# Is this electrical circuit solvable?

I am trying to solve a circuit with two current sources.

I1, I2, V1, V2 are known. R1, R2, R3 are unknown.

I've tried node analysis, but I can only come up with two equations

$\dfrac{V_2}{R_1} + \dfrac{V_2-V_1}{R_2} = I_1 \tag{1}$

$\dfrac{V_1-V_2}{R_2} + \dfrac{V_1}{R_3} = I_2 \tag{2}$

so I have two equations and three unknowns.. How can I get the third equations?

**Supplied information**
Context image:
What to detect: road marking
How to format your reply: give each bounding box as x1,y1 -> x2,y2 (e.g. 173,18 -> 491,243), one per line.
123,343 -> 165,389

**Task to carry out**
Answer these from the circuit question:
1. How many current sources does the circuit have?
2. Which quantities are unknown?
3. What method has already been tried?

**Written solution**
1. Two.
2. R1, R2 and R3.
3. Node analysis.